== Problem to work on ==
Locate each line in the records containing the word "kitchen" and copy it in full. Case counts.

== Given records ==
______________________________

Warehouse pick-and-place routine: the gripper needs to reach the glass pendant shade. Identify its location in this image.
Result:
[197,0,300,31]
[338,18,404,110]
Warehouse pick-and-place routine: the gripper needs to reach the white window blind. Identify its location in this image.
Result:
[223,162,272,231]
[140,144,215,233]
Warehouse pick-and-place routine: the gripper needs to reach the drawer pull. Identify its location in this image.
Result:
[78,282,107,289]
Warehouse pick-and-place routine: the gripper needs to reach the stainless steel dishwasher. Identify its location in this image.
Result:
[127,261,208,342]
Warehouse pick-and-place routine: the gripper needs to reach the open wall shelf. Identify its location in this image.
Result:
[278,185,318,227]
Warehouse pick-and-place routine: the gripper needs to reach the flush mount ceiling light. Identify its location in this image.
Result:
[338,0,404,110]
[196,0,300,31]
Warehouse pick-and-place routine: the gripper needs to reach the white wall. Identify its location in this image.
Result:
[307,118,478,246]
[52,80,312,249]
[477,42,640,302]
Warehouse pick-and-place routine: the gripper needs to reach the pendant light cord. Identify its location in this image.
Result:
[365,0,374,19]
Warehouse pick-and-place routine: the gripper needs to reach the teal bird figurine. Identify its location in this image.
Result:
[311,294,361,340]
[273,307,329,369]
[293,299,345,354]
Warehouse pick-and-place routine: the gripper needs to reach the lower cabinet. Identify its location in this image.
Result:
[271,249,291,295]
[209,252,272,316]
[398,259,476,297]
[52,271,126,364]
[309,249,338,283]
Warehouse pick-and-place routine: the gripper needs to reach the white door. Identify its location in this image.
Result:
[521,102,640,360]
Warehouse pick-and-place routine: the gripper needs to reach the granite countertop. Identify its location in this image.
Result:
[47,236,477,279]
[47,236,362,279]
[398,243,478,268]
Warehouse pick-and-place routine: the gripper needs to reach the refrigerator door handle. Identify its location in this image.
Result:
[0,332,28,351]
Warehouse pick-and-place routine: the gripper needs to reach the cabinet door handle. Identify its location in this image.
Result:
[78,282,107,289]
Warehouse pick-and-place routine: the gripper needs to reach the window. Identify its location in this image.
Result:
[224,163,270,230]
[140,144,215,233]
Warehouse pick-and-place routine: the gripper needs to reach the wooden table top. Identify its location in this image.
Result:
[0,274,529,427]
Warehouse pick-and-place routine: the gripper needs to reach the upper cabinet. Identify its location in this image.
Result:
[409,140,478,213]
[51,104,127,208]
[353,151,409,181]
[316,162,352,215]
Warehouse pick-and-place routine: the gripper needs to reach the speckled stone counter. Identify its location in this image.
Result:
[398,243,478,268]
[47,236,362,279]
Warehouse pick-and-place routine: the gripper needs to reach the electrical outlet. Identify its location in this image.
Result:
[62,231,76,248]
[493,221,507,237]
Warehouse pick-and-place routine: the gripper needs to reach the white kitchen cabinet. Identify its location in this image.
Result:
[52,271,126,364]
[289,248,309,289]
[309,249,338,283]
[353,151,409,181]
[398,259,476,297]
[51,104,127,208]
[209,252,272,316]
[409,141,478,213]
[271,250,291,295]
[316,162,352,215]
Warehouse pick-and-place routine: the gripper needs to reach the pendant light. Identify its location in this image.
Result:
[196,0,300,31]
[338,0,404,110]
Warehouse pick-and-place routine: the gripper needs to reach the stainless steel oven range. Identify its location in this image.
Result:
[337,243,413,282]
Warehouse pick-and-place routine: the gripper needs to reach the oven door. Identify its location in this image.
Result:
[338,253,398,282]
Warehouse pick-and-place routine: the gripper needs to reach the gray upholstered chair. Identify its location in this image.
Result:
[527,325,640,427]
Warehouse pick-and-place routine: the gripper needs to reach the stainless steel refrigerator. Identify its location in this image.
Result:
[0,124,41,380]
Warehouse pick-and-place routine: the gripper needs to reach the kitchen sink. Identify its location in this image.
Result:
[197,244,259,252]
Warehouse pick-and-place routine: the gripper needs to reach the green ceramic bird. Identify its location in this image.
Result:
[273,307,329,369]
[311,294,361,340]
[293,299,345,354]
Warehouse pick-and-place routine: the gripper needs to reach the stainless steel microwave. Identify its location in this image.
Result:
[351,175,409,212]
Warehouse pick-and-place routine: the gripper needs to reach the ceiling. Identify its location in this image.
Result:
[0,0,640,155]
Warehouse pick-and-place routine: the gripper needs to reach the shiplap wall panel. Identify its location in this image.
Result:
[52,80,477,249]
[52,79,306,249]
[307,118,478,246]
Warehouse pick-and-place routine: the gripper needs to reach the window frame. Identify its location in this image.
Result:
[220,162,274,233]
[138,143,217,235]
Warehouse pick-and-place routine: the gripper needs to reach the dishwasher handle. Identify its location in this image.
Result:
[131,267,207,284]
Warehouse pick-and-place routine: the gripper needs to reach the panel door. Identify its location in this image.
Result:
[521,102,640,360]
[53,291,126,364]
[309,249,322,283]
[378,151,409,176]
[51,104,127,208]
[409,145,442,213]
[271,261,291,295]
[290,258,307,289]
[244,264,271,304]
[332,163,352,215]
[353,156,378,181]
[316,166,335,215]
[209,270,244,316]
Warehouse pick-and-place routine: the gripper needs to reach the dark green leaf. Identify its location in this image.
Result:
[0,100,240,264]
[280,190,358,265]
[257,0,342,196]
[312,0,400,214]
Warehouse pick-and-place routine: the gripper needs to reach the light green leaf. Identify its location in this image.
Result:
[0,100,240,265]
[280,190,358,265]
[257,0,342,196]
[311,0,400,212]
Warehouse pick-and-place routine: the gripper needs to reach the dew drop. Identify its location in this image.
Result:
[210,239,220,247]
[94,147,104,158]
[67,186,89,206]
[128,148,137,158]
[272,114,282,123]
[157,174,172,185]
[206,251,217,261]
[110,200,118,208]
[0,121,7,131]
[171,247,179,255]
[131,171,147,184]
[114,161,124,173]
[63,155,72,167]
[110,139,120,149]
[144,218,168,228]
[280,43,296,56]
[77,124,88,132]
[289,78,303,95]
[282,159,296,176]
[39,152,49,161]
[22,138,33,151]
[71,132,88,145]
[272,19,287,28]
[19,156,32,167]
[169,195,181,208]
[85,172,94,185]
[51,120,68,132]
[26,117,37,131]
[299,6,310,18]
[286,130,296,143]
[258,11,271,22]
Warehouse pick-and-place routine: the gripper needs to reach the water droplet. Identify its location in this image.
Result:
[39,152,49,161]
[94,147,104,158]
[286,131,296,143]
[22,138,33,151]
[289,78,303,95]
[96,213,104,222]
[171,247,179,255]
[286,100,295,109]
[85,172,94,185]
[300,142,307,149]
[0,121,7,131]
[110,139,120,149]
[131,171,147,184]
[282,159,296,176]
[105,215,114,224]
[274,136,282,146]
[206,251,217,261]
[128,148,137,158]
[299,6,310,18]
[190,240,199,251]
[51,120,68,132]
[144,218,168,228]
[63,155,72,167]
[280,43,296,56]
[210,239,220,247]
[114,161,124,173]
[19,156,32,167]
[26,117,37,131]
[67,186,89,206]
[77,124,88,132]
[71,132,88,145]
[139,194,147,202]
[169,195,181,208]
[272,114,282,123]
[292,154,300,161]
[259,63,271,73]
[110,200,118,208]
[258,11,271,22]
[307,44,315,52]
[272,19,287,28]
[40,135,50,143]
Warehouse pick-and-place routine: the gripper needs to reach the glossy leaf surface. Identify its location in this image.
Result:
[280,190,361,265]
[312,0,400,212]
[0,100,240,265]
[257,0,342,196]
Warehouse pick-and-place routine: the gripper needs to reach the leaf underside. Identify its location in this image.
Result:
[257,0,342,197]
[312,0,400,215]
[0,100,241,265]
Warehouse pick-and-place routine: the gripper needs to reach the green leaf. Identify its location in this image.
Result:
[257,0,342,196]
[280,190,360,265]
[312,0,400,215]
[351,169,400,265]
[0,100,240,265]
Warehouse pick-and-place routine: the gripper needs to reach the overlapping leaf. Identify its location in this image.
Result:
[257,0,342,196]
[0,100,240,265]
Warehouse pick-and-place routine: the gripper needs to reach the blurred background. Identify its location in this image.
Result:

______________________________

== Correct answer ==
Warehouse pick-and-place routine: the gripper needs to reach the white kitchen cabinet. Identify its location in this image.
Warehouse pick-and-place routine: the gripper needs to reach the kitchen sink. Identify its location in this image.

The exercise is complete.